_Passage to read_
*** Block opens ***

The Old Wine. The New Bottles.

The last few newsletters have been heavy and substantial. And perhaps that is proper because the times are such. So I thought I’d still try to be faithful to the times but be a bit lighter this week.

So I’ll start where all levity starts… Luke 5:36-39. Ha!

And he spake also a parable unto them; No man putteth a piece of a new garment upon an old; if otherwise, then both the new maketh a rent, and the piece that was taken out of the new agreeth not with the old. And no man putteth new wine into old bottles; else the new wine will burst the bottles, and be spilled, and the bottles shall perish. But new wine must be put into new bottles; and both are preserved. No man also having drunk old wine straightway desireth new: for he saith, The old is better.

There is A LOT I could say about these parables but I put it here to show that people have been grappling with old traditions versus new traditions for a long time quite publically and trying to make sense of how they intersect. Where does new wine go? What are the consequences? Do you stitch old fabric with new? What happens if you do? As much as any parable is clear, Jesus comes on the side of ‘old is better’…at least in the King James version. It actually is a pretty layered parable and not so simple as “old is  better.”

But it came to mind this week because of two incredibly popular YouTube stars who sort of caught fire across social media in the last few weeks – Twins The New Trend and Hilda von Blingin’

Twins The New Trend are Tim and Fred Williams, 21 year old twins from Gary, Indiana. They were raised listening to rap music and church music and decided to start a YouTube channel to broaden their musical tastes by getting suggestions of great songs from years past that they had never heard of, let alone heard, and show their live reactions and thoughts.  Their love for music is joyous and their enthusiasm is kinetic. They are learning to love Nina Simone, John Denver, The Carpenters, Queen, Pavarotti, Aerosmith and many many others. Their humility about the whole process is so touching. They want to learn, it is so clear.

But it is this particular episode where one of the twins listens to Frank Sinatra’s “I’ve Got You Under My Skin” at the direction of his grandfather. Not only is he mesmerized by the song but it is clearly a moment where he honors his grandfather as well. Take a listen!

Hildegard von Blingin’ is a play on the name of the 12th century German mystic Hildegard von Bingen. Hildegard was a truly extraordinary person. Religious visions, massive amounts of truly innovative (and beautiful) music for the time, master herbalist, wrote books on medicine and theology, invented an alphabet. If you want to hear what her music sounded like look up Sequentia and Hildegard von Bingen and it is stunning. I’ve adored it for a very long time. So Hildegard von Blingin’ is a playful honorific.

*** Block closes ***

_Given data_
*** Block opens ***

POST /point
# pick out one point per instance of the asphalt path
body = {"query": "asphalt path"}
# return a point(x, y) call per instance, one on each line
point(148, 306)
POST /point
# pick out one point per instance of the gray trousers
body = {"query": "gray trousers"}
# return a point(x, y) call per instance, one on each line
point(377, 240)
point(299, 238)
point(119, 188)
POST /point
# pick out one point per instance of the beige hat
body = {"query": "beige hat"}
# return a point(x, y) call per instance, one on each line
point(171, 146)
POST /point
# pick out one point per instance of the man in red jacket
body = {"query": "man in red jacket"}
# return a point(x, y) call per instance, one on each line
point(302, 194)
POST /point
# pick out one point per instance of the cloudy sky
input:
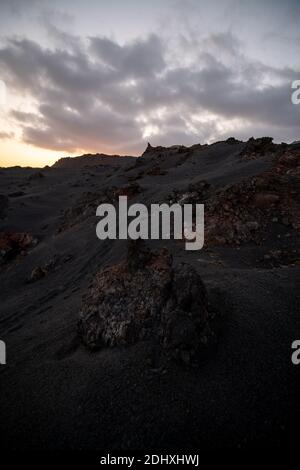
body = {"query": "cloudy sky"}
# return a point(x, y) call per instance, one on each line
point(80, 76)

*** Block closes ***

_Exercise directions_
In the newsletter above, update the passage that begins at the words "So I’ll start" and stops after "old is better." by replacing "bottles" with "wineskins".

_Finished exercise_
So I’ll start where all levity starts… Luke 5:36-39. Ha!

And he spake also a parable unto them; No man putteth a piece of a new garment upon an old; if otherwise, then both the new maketh a rent, and the piece that was taken out of the new agreeth not with the old. And no man putteth new wine into old wineskins; else the new wine will burst the wineskins, and be spilled, and the wineskins shall perish. But new wine must be put into new wineskins; and both are preserved. No man also having drunk old wine straightway desireth new: for he saith, The old is better.